**Trecho selecionado:**
A briga entre a BGM e a Crefisa, patrocinadores de dois clubes grandes do futebol brasileiro, que atingiu a internet essa semana, fez novamente eu pensar nas relações dos símbolos e do futebol moderno com a nossa vida.

BGM e Crefisa não são times de futebol, mas bancos, portanto, não deveriam receber nenhum grau da nossa paixão! Os dois não pelejam, não driblam, não marcam gols, não nos emocionam, ao contrário, o que eles costumam fazer é vender aplicações e ganhar dinheiro.

Contudo, essa rixa combina com o torcedor de hoje, visto mais como um cliente do que como um ser apaixonado. O chamado futebol moderno transformou o torcedor em consumidor, suas relações foram mercantilizadas, seu espetáculo também.

O torcedor consumidor é o que chamamos de nutella ou modinha, aquele que vai ao  estádio de futebol mais para visitar sua loja de produtos, comer x-burguer, postar fotos no facebook, mudar seu status,  do que realmente se entregar ao seu time compartilhando seu suor e seu grito com os outros.

Para esse consumidor, quanto mais dinheiro entrar no time, melhor! Comemora-se renda, contratações, altos salários dos jogadores, enquanto a camisa do seu clube virando cada vez mais; um outdoor. Os lances, os dribles, as jogadas, as grandes defesas e os gols vão ficando de lado e se tornando; o segundo plano do espetáculo.

Mas é o tal futebol moderno e, parte da imprensa esportiva brasileira, ávida também por patrocínio,  não cansa de exaltar essas parcerias , venerando mais times com os cofres cheios, do que aqueles que jogam.  Muitos dizem que esse é um caminho sem volta, desde que os clubes do exterior começaram a inflacionar o mercado com o objetivo de atrair nossos melhores jogadores.

**Dados fornecidos:**
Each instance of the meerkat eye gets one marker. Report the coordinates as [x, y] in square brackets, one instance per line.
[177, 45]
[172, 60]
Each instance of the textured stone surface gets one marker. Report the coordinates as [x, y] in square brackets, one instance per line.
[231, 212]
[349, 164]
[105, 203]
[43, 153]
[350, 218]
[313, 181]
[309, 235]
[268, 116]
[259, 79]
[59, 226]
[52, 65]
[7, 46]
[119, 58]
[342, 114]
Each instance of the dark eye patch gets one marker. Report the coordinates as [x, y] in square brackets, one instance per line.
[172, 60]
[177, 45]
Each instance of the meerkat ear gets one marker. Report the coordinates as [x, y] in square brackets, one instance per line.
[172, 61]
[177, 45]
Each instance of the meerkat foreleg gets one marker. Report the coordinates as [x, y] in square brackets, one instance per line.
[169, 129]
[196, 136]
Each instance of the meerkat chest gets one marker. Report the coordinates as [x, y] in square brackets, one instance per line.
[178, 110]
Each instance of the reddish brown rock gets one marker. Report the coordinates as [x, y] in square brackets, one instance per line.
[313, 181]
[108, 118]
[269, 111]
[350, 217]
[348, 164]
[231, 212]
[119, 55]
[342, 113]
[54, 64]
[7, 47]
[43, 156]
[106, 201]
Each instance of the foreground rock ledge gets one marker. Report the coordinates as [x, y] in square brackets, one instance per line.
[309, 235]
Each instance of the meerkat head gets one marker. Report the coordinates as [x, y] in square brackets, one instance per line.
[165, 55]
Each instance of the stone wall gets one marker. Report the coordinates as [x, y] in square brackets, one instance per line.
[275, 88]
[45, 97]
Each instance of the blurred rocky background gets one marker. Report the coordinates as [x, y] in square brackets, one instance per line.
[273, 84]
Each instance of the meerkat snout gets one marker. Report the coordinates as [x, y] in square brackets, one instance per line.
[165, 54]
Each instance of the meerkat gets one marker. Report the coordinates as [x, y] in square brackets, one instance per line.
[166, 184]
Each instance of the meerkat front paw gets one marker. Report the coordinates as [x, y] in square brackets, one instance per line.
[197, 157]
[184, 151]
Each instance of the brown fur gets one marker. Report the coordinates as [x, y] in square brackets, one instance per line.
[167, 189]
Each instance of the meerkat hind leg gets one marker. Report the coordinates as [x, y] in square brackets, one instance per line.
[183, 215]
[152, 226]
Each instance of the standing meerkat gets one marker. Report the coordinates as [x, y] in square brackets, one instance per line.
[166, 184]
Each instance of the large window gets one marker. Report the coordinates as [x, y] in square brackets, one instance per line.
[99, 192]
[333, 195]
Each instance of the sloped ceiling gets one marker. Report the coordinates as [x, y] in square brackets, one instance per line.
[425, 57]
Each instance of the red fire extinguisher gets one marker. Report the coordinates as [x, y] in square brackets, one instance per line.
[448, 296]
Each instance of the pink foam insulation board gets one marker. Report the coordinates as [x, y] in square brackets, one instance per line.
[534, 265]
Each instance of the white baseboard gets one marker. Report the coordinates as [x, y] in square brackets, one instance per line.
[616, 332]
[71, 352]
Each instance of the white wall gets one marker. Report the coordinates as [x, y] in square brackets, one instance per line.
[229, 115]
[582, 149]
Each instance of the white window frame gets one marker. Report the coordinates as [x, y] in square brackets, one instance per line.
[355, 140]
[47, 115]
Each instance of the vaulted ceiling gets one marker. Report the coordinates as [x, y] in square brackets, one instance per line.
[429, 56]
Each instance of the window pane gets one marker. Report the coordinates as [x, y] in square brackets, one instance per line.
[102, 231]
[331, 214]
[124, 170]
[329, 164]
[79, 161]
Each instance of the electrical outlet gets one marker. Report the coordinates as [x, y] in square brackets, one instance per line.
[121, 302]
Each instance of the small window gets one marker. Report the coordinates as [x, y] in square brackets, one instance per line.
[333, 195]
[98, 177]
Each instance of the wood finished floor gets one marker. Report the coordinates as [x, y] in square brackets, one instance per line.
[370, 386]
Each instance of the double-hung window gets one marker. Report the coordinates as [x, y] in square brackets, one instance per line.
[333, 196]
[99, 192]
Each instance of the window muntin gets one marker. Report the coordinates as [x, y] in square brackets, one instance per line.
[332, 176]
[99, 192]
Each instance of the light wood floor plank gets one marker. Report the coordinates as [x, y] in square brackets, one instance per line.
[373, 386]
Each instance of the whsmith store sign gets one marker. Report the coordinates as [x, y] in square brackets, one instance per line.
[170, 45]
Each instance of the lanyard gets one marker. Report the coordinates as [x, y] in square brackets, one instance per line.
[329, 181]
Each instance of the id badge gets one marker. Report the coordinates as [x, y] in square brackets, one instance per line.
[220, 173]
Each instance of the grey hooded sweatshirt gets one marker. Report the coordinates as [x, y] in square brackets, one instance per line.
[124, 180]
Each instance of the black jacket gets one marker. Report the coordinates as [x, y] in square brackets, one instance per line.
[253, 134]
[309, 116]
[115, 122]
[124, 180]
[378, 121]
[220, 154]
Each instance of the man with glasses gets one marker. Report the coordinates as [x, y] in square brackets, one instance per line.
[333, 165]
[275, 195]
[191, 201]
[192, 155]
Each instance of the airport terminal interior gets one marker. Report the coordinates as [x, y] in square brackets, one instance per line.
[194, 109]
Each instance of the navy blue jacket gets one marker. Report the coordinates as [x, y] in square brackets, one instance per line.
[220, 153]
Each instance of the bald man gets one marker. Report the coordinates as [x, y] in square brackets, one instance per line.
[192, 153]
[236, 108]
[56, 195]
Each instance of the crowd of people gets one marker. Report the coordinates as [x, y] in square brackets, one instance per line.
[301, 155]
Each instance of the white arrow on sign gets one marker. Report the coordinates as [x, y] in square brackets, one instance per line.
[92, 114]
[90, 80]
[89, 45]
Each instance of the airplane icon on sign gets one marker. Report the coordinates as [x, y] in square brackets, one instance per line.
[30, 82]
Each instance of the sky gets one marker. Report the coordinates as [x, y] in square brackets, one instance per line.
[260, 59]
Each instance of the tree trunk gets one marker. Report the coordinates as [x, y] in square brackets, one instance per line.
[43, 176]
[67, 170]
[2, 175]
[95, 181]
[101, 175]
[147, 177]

==

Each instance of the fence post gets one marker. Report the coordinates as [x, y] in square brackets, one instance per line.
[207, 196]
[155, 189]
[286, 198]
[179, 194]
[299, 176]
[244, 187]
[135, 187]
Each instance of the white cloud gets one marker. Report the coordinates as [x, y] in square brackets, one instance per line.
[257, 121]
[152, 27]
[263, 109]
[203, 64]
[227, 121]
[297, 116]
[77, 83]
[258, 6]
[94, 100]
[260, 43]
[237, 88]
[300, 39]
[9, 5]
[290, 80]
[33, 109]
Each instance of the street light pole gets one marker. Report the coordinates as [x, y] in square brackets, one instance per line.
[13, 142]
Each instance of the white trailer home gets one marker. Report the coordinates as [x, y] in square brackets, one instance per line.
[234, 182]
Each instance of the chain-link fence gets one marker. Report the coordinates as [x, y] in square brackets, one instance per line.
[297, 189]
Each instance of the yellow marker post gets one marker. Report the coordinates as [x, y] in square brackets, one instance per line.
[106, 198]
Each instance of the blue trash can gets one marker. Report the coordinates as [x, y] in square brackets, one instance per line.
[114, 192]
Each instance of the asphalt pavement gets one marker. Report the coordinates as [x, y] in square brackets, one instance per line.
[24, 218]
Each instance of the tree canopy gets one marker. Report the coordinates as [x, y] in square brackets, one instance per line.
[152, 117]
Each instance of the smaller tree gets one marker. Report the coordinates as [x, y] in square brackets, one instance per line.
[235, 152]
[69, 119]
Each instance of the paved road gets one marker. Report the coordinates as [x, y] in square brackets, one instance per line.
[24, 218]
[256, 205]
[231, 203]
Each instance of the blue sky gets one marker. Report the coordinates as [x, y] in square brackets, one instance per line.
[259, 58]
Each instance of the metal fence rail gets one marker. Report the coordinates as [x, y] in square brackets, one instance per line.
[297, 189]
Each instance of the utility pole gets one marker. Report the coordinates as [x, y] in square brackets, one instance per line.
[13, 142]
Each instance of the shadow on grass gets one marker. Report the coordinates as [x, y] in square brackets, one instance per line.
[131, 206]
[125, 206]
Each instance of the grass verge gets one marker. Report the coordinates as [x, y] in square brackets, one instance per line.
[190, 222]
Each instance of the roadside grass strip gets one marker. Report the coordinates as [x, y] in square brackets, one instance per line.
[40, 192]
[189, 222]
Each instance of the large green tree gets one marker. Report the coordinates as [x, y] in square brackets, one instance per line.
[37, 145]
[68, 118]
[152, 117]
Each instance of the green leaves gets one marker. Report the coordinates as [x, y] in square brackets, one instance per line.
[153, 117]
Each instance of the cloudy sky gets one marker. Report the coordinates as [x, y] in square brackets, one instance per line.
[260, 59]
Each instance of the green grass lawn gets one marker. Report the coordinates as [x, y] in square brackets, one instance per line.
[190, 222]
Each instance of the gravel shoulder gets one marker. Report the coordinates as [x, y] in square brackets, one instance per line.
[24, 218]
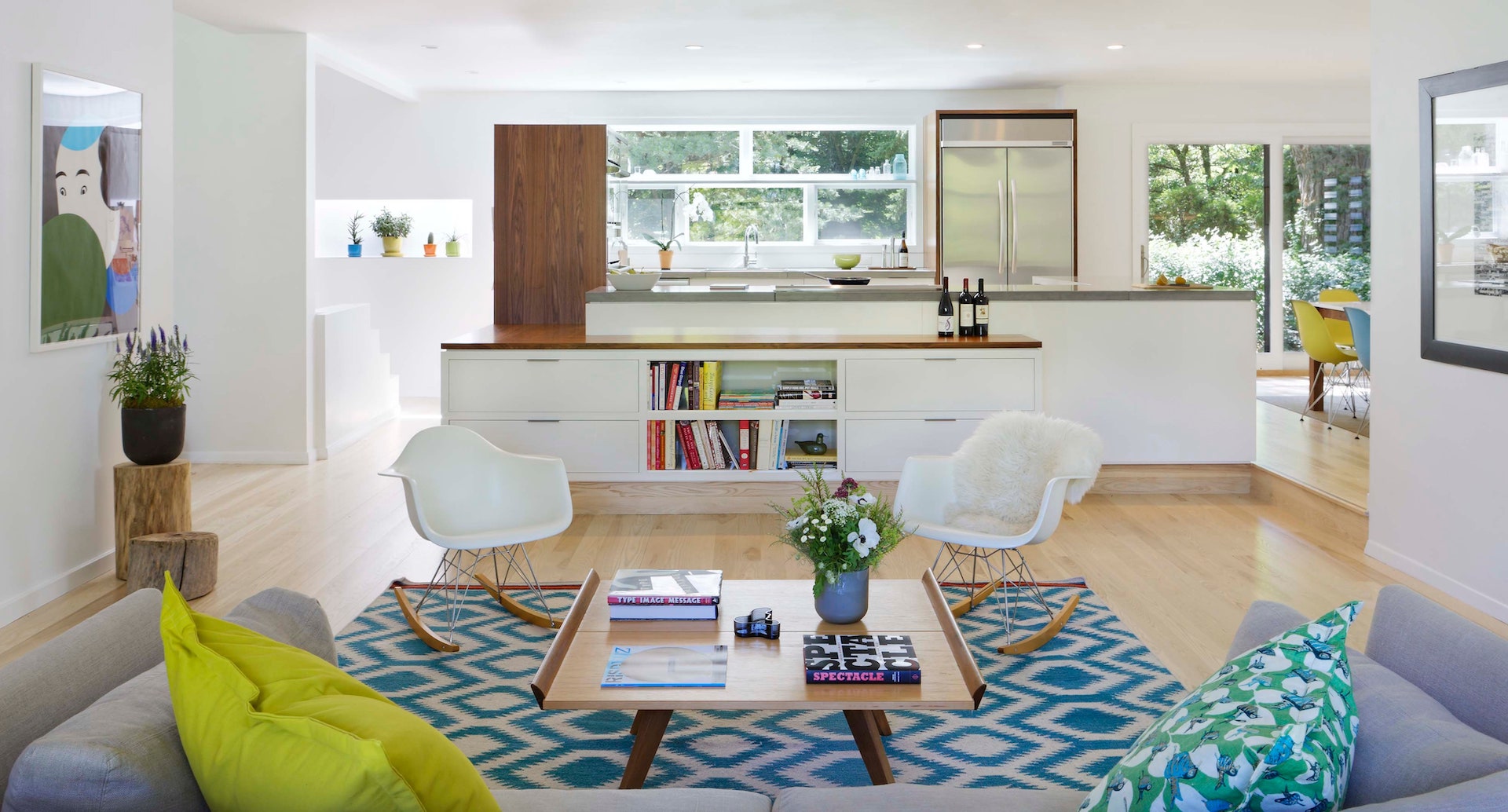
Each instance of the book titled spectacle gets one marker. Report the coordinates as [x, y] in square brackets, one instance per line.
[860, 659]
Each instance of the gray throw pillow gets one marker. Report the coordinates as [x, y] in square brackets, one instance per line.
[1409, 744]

* * *

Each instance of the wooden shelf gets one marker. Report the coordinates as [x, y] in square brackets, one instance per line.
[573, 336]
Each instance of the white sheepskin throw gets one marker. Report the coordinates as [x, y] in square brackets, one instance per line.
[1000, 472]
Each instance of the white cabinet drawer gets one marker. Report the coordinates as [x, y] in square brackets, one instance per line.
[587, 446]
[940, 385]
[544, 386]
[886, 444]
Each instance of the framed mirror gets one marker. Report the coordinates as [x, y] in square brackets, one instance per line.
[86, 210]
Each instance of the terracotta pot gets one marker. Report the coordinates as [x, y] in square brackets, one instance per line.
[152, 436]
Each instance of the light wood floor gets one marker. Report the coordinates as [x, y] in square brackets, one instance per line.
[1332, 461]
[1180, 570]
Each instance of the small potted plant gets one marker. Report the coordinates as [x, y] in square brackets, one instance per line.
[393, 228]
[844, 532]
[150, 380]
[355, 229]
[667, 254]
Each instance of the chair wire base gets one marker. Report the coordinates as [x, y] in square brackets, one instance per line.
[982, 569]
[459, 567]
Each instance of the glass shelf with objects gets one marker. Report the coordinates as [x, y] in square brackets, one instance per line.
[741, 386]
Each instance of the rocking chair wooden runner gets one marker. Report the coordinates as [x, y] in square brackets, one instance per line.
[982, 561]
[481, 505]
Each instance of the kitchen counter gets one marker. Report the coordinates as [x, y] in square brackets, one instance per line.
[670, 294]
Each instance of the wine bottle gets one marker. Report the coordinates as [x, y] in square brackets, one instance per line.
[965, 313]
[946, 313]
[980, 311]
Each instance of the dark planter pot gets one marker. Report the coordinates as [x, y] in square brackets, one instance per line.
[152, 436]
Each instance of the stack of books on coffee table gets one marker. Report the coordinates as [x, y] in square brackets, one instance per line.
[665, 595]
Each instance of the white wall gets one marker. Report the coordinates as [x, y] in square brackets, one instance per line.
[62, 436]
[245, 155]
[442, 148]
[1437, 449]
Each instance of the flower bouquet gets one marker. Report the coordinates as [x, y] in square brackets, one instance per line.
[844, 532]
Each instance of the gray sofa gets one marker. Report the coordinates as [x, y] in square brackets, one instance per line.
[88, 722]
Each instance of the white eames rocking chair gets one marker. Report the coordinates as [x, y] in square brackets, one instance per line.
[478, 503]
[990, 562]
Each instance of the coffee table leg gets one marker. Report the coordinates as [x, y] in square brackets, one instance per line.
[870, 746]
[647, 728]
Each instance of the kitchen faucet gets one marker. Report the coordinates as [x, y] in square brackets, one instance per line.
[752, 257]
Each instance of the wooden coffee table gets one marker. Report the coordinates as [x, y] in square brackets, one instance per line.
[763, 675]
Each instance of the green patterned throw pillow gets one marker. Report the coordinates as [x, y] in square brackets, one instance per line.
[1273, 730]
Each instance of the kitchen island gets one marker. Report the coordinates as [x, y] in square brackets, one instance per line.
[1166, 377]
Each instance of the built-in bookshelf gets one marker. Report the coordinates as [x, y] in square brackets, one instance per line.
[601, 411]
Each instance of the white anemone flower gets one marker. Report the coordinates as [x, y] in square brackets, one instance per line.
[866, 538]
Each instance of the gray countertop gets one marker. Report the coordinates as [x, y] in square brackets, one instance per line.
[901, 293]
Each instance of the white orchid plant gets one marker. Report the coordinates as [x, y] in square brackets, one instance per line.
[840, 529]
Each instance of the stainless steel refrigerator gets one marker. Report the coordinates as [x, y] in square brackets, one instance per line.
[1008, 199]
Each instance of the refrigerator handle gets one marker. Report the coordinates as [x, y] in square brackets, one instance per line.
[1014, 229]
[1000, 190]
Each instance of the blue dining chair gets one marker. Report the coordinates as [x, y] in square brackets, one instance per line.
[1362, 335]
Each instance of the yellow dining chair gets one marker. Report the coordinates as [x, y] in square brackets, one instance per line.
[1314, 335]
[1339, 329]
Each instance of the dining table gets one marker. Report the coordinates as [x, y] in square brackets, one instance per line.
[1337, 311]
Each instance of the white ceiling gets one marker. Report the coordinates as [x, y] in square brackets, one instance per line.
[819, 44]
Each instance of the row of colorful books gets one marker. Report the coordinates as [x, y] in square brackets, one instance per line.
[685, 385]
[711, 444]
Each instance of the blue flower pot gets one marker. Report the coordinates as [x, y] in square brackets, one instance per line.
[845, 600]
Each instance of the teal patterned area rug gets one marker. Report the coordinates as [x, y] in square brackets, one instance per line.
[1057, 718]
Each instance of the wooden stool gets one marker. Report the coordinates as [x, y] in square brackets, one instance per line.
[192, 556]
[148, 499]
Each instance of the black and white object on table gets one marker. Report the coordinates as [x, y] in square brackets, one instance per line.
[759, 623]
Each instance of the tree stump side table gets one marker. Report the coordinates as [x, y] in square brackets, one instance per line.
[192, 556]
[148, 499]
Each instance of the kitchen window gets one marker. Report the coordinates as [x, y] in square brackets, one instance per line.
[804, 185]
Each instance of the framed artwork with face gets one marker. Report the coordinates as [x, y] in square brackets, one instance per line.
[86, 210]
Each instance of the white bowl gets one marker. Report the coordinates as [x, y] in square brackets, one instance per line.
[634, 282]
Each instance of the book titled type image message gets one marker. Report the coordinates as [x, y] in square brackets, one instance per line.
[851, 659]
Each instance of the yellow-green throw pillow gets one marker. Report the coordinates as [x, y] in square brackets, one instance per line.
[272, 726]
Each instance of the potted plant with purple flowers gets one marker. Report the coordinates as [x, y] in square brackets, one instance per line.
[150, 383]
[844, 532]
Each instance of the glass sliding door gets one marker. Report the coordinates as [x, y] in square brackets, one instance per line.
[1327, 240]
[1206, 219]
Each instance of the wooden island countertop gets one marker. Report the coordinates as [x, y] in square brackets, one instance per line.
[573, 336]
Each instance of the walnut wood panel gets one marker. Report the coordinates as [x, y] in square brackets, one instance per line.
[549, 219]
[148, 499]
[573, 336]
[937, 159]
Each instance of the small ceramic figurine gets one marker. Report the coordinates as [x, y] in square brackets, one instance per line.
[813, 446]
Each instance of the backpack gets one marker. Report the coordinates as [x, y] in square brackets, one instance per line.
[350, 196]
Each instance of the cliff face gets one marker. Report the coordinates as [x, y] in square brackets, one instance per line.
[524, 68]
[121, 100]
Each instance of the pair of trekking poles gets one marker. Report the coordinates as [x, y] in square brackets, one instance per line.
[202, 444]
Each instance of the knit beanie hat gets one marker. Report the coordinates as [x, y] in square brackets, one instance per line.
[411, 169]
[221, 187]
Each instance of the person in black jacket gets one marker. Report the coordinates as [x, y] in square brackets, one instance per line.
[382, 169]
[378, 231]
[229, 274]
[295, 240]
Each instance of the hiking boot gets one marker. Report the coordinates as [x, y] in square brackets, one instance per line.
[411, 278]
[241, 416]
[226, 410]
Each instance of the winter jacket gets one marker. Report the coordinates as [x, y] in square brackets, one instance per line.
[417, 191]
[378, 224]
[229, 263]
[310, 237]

**Objetivo declarado A:** Reescreva a parte do trecho sobre o futebol moderno que abre com as palavras "O torcedor consumidor" e fecha com "com os outros.", trocando "x-burguer" por "cachorro-quente".
**Objetivo declarado B:** De acordo com o trecho sobre o futebol moderno, por que BGM e Crefisa não deveriam receber a paixão do torcedor? Responda em uma a três frases.
**Objetivo declarado C:** Escreva o que vem a seguir no trecho sobre o futebol moderno, a partir do ponto em que ele termina.
As entradas não têm nenhuma relação com o trecho sobre o futebol moderno.

**Resultado da tarefa A:**
O torcedor consumidor é o que chamamos de nutella ou modinha, aquele que vai ao  estádio de futebol mais para visitar sua loja de produtos, comer cachorro-quente, postar fotos no facebook, mudar seu status,  do que realmente se entregar ao seu time compartilhando seu suor e seu grito com os outros.

**Resultado da tarefa B:** Porque não são times de futebol, e sim bancos. Eles não pelejam, não driblam, não marcam gols nem emocionam. O que costumam fazer é vender aplicações e ganhar dinheiro.

**Resultado da tarefa C:**
Antigamente, o jogador brasileiro nascia nas várzeas, nos times peladeiros, nos campos de terra, nas quadras descobertas, se revelava nos pequenos times e depois, marcava o seu auge nos times das metrópoles, mas ainda assim, dentro do Brasil. Embora, o poder do dinheiro já aparecia, porque os clubes dos centros industriais do país abocanhavam os verdadeiros talentos.

Os clubes pequenos e do interior eram verdadeiras barrigas de aluguéis parindo moleques  gingadeiros das ruas. Os do exterior, só apareciam no final da carreira do jogador e, mesmo assim,  não era a sua melhor vitrine. A meta do atleta era ser artista da bola e apresentar sua arte nas exposições da seleção brasileira, o dinheiro seria a consequência. Hoje, o dinheiro é o objetivo.

O moleque mal saiu das fraldas e já tem empresário, seu objetivo não é desenvolver a arte e nem a camisa amarela, adeus à eternidade se com 17 anos você já pode ficar rico! Ao menor sinal de uma promessa, os mercadores de Navio Negreiro atuais chegam com seus laços disfarçados de contratos para capturar nossos meninos e levá-los embora, sem ao menos esses conhecerem os campos verdes do seu próprio país.

O Brasil sempre foi o país que mais exporta jogadores do mundo, sendo esse comércio, a terceira maior exportação da nossa economia em relação a valores, gerando superávit comercial na nossa balança.  Enquanto 75 % dos jogadores brasileiros, residentes no solo da mãe gentil, ganham até dois salários mínimos!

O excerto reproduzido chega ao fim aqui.